== MATERIAL TO PROCESS ==

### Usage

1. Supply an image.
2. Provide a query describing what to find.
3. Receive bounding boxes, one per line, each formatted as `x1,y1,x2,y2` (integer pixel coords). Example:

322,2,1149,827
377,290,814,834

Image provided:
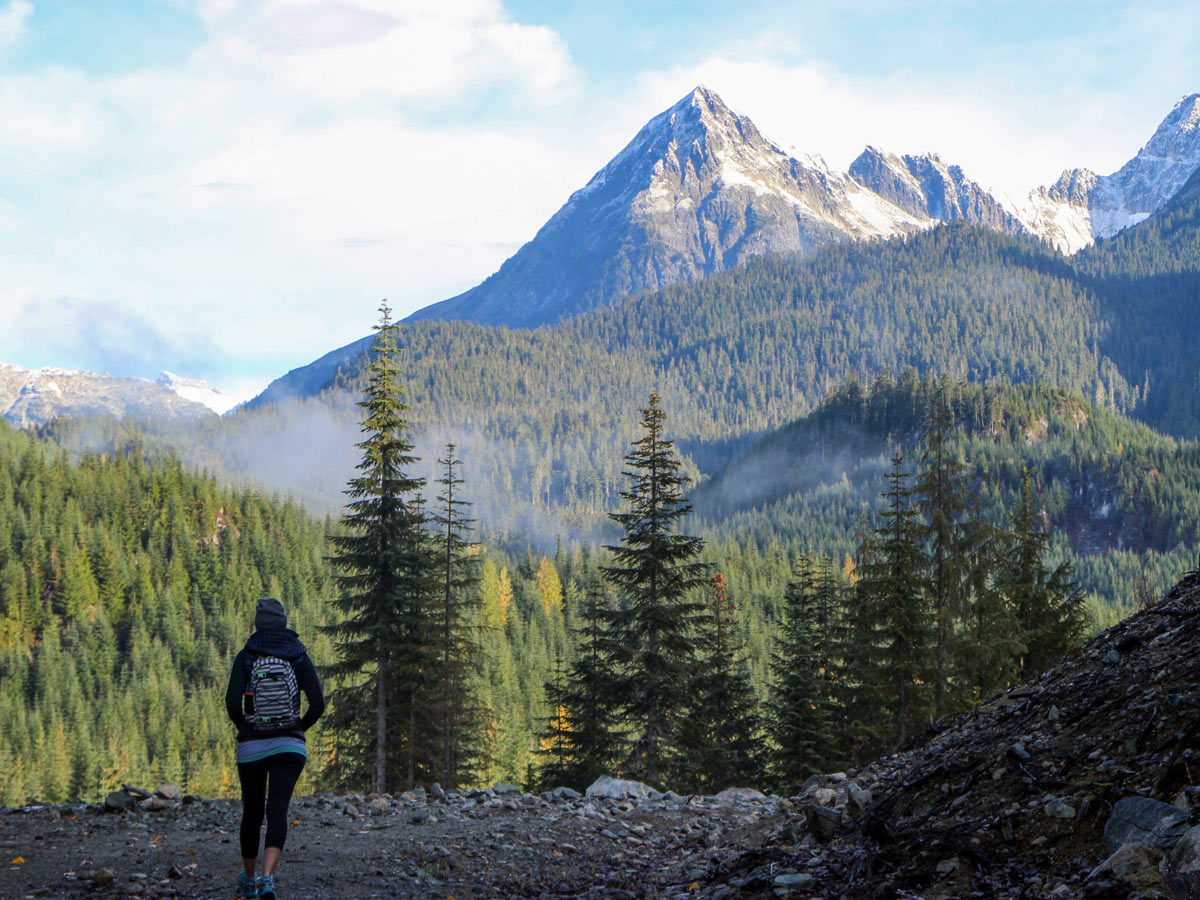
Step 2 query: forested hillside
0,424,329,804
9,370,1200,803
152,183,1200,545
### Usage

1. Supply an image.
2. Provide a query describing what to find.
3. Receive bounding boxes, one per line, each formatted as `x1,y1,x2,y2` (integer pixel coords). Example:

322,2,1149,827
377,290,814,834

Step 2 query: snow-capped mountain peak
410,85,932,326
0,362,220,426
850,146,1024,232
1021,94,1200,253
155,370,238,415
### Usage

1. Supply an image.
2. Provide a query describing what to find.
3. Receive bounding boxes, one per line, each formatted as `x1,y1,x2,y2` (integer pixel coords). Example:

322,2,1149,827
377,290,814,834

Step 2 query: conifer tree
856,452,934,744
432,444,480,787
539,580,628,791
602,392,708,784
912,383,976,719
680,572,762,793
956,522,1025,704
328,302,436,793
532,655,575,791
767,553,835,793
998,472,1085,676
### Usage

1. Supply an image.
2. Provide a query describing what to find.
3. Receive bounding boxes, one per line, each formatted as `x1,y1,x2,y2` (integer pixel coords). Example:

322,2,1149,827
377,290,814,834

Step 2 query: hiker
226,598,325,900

===
== MATERIAL TO PROCESS ==

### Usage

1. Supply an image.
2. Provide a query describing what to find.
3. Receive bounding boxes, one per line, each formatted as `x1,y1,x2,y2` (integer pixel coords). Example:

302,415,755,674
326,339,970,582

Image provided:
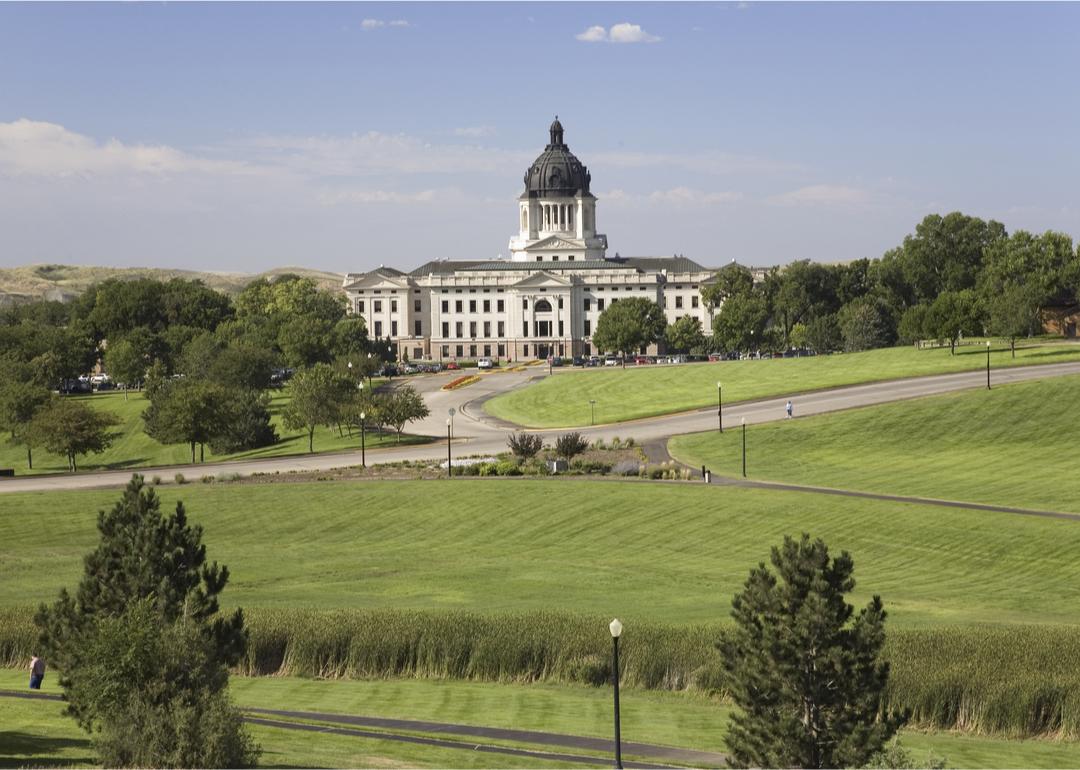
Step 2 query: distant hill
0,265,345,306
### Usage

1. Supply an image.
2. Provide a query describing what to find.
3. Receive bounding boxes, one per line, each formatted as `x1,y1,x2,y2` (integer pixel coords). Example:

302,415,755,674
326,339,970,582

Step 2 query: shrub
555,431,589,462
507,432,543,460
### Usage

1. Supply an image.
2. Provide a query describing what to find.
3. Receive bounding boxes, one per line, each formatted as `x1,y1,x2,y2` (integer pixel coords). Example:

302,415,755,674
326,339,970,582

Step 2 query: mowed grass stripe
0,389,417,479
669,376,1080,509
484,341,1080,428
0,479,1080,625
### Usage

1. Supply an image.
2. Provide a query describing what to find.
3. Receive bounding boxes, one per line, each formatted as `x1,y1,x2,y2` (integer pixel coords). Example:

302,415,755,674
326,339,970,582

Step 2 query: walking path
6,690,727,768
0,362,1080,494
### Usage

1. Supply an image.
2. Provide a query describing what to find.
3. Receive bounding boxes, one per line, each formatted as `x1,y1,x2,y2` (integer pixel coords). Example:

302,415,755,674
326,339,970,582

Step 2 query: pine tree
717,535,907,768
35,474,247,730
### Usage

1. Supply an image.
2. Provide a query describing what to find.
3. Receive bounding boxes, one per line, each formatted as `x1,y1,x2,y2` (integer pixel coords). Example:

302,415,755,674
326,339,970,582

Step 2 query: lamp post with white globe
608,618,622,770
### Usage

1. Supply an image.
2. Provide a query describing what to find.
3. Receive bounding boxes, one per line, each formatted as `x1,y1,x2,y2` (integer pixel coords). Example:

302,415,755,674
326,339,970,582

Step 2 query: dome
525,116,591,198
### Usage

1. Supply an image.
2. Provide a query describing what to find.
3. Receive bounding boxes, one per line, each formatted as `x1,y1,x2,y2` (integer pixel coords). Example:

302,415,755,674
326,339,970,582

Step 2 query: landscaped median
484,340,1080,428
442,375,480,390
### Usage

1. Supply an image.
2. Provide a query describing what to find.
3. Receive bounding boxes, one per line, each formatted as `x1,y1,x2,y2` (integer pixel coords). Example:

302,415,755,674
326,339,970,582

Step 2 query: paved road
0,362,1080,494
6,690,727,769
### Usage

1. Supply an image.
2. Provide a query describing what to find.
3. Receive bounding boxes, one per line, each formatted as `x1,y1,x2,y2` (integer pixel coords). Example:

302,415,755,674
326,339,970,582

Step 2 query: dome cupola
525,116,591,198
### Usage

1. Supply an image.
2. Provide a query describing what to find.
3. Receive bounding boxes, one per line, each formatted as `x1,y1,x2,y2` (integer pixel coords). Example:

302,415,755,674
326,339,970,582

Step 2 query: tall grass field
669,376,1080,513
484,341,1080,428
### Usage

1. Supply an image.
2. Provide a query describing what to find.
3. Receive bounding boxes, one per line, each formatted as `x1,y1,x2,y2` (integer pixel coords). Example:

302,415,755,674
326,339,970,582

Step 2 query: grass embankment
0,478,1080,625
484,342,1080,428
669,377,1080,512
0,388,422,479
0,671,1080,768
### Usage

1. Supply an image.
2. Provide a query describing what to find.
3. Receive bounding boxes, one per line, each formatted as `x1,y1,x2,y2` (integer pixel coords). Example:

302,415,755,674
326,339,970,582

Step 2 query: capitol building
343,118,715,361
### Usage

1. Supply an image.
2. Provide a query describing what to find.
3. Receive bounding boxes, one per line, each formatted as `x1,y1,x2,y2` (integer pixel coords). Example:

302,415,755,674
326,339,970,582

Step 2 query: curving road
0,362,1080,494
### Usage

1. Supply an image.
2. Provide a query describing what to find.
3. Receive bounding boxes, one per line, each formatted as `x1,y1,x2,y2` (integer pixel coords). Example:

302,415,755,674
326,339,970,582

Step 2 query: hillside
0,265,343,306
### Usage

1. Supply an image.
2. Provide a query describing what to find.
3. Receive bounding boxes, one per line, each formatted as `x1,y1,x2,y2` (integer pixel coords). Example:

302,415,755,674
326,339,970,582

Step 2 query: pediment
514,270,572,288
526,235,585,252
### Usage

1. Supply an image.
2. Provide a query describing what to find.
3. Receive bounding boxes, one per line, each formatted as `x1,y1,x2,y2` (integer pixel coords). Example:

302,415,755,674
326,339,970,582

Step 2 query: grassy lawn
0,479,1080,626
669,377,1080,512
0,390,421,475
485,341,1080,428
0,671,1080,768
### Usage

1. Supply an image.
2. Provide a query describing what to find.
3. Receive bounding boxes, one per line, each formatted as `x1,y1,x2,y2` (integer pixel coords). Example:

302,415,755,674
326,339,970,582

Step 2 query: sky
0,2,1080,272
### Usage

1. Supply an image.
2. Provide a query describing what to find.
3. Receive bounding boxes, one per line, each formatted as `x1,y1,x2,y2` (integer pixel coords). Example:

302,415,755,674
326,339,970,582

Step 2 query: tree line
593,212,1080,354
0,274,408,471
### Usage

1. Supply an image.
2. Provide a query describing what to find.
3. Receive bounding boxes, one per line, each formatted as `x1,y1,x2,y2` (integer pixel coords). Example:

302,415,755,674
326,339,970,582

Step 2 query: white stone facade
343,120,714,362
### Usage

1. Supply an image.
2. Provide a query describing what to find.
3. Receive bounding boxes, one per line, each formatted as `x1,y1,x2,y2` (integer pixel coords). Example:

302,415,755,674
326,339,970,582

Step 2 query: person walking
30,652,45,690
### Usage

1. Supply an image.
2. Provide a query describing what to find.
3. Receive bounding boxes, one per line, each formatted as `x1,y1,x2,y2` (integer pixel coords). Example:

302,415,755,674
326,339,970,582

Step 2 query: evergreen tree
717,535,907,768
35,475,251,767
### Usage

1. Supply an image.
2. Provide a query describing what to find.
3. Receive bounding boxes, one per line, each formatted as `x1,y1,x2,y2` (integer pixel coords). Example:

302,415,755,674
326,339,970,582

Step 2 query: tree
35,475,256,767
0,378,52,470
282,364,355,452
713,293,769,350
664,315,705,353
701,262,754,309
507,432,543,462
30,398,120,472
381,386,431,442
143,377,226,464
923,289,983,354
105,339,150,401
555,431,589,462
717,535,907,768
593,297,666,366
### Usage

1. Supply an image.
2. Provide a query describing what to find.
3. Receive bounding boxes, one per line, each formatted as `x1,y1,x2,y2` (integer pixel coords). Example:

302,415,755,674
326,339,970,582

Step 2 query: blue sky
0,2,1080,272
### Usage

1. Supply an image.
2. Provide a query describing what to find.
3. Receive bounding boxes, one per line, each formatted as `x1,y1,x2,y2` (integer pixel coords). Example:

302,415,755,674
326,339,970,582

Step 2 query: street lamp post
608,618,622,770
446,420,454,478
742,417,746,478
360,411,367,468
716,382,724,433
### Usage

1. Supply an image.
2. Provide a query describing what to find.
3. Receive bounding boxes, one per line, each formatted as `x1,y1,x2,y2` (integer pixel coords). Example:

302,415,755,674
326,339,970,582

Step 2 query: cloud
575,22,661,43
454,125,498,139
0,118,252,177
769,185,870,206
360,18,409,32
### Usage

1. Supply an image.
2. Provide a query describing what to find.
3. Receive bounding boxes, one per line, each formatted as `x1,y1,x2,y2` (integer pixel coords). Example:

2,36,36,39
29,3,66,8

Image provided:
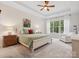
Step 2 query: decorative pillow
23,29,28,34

===

* [PROBLEM STATEMENT] Pull out each line of the entries above that contains the word "white", and copy every one of those lines in full.

* [RESPONSE FOR THIS EXERCISE]
Step 2 query: lamp post with white globe
Step 2 query: white stone facade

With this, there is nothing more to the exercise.